**Dataset records**
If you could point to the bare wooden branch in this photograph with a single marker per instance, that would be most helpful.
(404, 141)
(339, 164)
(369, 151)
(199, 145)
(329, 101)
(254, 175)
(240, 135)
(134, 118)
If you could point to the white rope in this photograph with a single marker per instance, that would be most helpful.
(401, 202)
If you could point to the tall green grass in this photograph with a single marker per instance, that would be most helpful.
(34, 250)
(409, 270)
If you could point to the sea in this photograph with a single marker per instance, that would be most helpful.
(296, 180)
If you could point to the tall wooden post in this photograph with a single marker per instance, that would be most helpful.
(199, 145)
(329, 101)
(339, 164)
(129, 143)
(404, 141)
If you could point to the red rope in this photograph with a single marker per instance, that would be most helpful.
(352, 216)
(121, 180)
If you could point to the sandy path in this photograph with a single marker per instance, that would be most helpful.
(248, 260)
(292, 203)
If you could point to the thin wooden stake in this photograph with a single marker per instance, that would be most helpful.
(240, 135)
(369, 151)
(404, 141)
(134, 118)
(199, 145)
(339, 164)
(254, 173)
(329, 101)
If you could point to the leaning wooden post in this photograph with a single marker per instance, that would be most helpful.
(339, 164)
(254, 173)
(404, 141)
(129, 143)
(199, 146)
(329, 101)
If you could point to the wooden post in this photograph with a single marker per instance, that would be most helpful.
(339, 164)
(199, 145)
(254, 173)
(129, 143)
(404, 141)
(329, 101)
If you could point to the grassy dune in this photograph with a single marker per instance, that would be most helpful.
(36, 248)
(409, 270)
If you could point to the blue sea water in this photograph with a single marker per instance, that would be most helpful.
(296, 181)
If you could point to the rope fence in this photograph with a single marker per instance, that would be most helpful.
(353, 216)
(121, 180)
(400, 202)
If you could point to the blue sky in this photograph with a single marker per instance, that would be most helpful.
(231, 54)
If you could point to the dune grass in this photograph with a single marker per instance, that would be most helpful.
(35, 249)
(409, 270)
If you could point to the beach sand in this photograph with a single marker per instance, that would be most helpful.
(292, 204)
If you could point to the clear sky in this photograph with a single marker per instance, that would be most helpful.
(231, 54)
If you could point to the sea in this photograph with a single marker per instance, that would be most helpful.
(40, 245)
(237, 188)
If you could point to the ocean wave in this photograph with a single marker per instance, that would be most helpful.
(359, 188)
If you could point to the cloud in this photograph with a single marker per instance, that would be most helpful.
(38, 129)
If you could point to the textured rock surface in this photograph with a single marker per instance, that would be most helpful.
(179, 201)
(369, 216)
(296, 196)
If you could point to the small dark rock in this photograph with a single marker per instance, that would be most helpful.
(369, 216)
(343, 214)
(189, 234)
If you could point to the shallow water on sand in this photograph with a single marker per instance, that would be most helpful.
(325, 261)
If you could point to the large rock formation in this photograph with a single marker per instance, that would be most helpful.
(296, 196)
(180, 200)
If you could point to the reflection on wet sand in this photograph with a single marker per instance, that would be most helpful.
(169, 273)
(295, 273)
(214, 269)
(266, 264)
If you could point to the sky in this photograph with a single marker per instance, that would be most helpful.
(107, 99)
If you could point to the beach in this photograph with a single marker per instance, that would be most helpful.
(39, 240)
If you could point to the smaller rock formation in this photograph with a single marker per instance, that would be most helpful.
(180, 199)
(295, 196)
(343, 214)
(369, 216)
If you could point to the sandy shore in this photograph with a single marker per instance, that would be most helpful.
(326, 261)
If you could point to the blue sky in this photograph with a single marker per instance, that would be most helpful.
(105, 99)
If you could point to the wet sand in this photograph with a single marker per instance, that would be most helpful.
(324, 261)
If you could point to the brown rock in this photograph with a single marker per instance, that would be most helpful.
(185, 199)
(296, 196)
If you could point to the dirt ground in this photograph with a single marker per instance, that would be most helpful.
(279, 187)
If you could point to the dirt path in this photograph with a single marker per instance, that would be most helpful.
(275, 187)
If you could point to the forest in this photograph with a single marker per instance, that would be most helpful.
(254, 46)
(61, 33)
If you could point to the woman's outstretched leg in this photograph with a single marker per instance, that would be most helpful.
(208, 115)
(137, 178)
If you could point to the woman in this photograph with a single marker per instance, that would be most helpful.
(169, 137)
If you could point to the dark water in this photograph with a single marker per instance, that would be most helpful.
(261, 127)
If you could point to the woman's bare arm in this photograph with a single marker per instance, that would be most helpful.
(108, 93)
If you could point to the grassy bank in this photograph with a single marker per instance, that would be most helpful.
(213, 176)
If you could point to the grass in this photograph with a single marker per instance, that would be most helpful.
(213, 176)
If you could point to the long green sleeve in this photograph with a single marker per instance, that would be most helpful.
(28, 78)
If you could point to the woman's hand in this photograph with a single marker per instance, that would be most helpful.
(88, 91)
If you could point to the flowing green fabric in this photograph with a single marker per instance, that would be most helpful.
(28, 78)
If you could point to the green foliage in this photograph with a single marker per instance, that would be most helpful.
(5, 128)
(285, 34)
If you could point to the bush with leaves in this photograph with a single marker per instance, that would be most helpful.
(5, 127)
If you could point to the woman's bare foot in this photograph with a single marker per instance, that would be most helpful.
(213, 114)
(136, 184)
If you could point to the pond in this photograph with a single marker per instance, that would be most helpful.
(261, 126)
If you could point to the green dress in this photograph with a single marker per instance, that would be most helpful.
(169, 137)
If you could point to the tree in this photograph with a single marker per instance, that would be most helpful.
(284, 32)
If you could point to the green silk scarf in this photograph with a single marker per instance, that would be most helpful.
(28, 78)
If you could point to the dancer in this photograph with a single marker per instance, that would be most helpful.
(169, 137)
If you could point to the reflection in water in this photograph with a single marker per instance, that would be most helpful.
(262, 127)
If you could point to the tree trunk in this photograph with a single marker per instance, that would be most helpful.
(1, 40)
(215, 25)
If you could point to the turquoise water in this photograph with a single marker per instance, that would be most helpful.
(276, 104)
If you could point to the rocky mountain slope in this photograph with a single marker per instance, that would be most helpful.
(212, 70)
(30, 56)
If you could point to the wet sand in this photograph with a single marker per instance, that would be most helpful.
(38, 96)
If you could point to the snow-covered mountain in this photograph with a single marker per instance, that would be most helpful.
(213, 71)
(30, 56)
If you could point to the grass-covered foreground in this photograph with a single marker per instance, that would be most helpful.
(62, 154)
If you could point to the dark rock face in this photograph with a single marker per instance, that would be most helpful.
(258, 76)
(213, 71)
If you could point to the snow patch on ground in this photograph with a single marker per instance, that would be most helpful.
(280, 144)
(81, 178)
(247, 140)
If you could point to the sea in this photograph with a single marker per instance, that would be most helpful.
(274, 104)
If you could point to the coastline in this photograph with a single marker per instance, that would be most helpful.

**Short exercise**
Make a verbatim copy of every entry shown above.

**Full solution**
If you could point to the bare wooden branch in this photograph with a single marker per instance, that would be most helpful.
(404, 141)
(339, 164)
(369, 151)
(199, 145)
(329, 101)
(254, 175)
(240, 135)
(134, 118)
If you could point to the white rope in this photograph with a single marker per instance, that would be most helpful.
(401, 202)
If you could point to the tall green grass in this photograph with a single marker per instance, that would be most helpful.
(34, 250)
(409, 270)
If you could point to the sea in this photograph with a single marker per instance, that would be most helpful.
(296, 180)
If you could point to the tall wooden post in this photograph with a single marker per instance, that would be most helpful.
(199, 145)
(329, 101)
(339, 164)
(129, 143)
(404, 141)
If you could point to the red rope in this photograph with a single marker per instance, that would be most helpful.
(352, 216)
(121, 180)
If you could point to the sandy path in this photograph with a single marker per instance, that would be most helpful.
(248, 260)
(292, 203)
If you could point to the thin wooden stake in this photograph with a single marker per instance, that would be most helpful.
(240, 135)
(369, 151)
(404, 141)
(134, 118)
(199, 145)
(339, 164)
(254, 173)
(329, 101)
If you could point to the leaning wooden post in this photograph with a single marker per instance, that would be most helpful.
(339, 164)
(254, 173)
(404, 141)
(129, 143)
(199, 146)
(329, 101)
If you could point to the wooden post in this photograph with a single marker per instance, that would be most helpful.
(339, 164)
(199, 145)
(254, 173)
(129, 143)
(404, 141)
(329, 101)
If you could point to the grassy dune in this photograph with a single marker per instance, that would be most helpful.
(36, 248)
(409, 270)
If you could point to the blue sea water in this photograph with a single marker per instance, that would be most helpful.
(296, 181)
If you could point to the rope fence in this photograph with a single marker per instance, that would be most helpful.
(353, 216)
(121, 180)
(400, 202)
If you could point to the blue sky in this photograph with a single marker per instance, that would be most helpful.
(231, 54)
If you could point to the dune grass in this photograph with a single marker per instance, that would be most helpful.
(35, 249)
(409, 270)
If you could point to the beach sand in this photograph with a single marker per instance, that would be most helpful.
(292, 204)
If you could point to the clear sky in this photograph with a single marker per instance, that would be most helpful.
(231, 54)
If you could point to the sea in this photograph with a single marker per instance, that would be most helpful.
(40, 245)
(237, 188)
If you could point to the ocean wave in this photograph with a single marker per instance, that would be most helpful.
(359, 188)
If you could point to the cloud in this photograph with a single marker per instance, that would be most helpful.
(38, 129)
If you could point to the textured rock surface in this photograph with a single marker per instance, that would be most helpful.
(179, 201)
(369, 216)
(296, 196)
If you could point to the small dark rock in this photograph with a single marker per instance, that would be most helpful.
(369, 216)
(343, 214)
(189, 234)
If you could point to the shallow water on sand in this photograph with a single marker per instance, that would be most helpful.
(325, 261)
If you could point to the large rock formation in this photograph with a single marker per instance, that would be most helpful.
(296, 196)
(180, 200)
If you could point to the reflection on wet sand in this photograph with a single marker per instance, that would be most helpful.
(169, 273)
(295, 273)
(214, 269)
(266, 264)
If you could point to the sky in this photograph with a single marker per instance, that would be most helpful.
(107, 99)
If you could point to the beach in this photograph with a single marker per instance, that would be most helpful.
(39, 240)
If you could point to the smaller rock formation in this photograph with a single marker per instance, that would be most helpful.
(180, 199)
(295, 196)
(343, 214)
(369, 216)
If you could point to the sandy shore in this photograph with a single marker per instance, that would be most helpful.
(326, 261)
If you could point to the blue sky in this photograph with a single marker per instance, that would be most helpful.
(105, 99)
If you could point to the wet sand in this photograph with a single marker per instance, that would be most helpful.
(324, 261)
If you could point to the brown rock in this photograph with a single marker per instance, that would be most helpful.
(185, 199)
(296, 196)
If you could point to the dirt ground in this photograph with a single marker per instance, that would be most helpful.
(279, 187)
If you could point to the dirt path in this photograph with a single marker per instance, that would be most helpful.
(275, 187)
If you could point to the forest in this photograph with a single marker per instance, that would be most helpful.
(254, 46)
(61, 33)
If you could point to the woman's outstretched leg in this photograph with a single marker per instance, that would be most helpful.
(208, 115)
(137, 178)
If you could point to the woman in this photograph with a single marker per instance, that would be most helpful.
(169, 137)
If you could point to the dark water in this photograph with a single marker per instance, that would be most helpful.
(261, 127)
If you could point to the woman's bare arm in this photograph with a single marker per instance, that would be most helpful.
(108, 93)
If you could point to the grassy bank in this photograph with a single marker per instance, that would be most helpful.
(213, 176)
If you could point to the grass in this photograph with a single marker per instance, that would be most helpful.
(213, 176)
If you could point to the long green sleeve in this photograph with a single marker per instance, that would be most helpful.
(28, 78)
If you could point to the woman's hand in this photograph with a single marker per instance, that would be most helpful.
(88, 91)
If you could point to the flowing green fabric in this photograph with a single marker per instance, that would be most helpful.
(28, 78)
If you could point to the green foliage in this photograph with a single marker per instance, that would be most helpful.
(5, 128)
(285, 34)
If you could point to the bush with leaves in this photograph with a single marker per instance, that would be most helpful.
(5, 127)
If you could point to the woman's bare foot in this photograph with a single marker per instance, that would be most helpful.
(213, 114)
(136, 184)
If you could point to the pond in this photograph with a single marker per instance, that would be most helpful.
(261, 126)
If you could point to the green dress in this photograph with a single marker per instance, that would be most helpful.
(169, 137)
If you could point to the tree in this photograph with a single marker per instance, that would be most helpful.
(284, 32)
If you could point to the green silk scarf in this photograph with a single marker per instance, that would be most helpful.
(28, 78)
If you could point to the dancer in this photograph with a single marker per instance, that would be most helpful.
(169, 137)
If you could point to the reflection in water in this photograph with a single marker per instance, that would be most helpful.
(262, 127)
If you could point to the tree trunk in this photograph with a single marker per instance, that would be most helpful.
(1, 40)
(215, 25)
If you could point to the turquoise water in this photograph with a single marker per instance, that would be most helpful.
(276, 104)
If you could point to the rocky mountain slope in this photograph with a single marker per instance, that would be most helpful.
(212, 70)
(30, 56)
If you could point to the wet sand in this photograph with a single marker per instance, that would be most helpful.
(38, 96)
If you could point to the snow-covered mountain in this photograph with a single marker per instance, that would be most helpful.
(213, 71)
(30, 56)
If you could point to the grass-covered foreground in this photograph with a single marker per instance, that would be most helpful.
(62, 154)
If you could point to the dark rock face in this photograph with a single marker per instance, that would be most helpful.
(258, 76)
(213, 71)
If you could point to the snow patch on ground in this photograph with a single marker per instance, that would be most helpful.
(280, 144)
(81, 178)
(247, 140)
If you could point to the sea in this photograph with a single marker per instance, that would be most helpful.
(274, 104)
If you could point to the coastline in this photograph with a single marker per instance, that would be most helpful.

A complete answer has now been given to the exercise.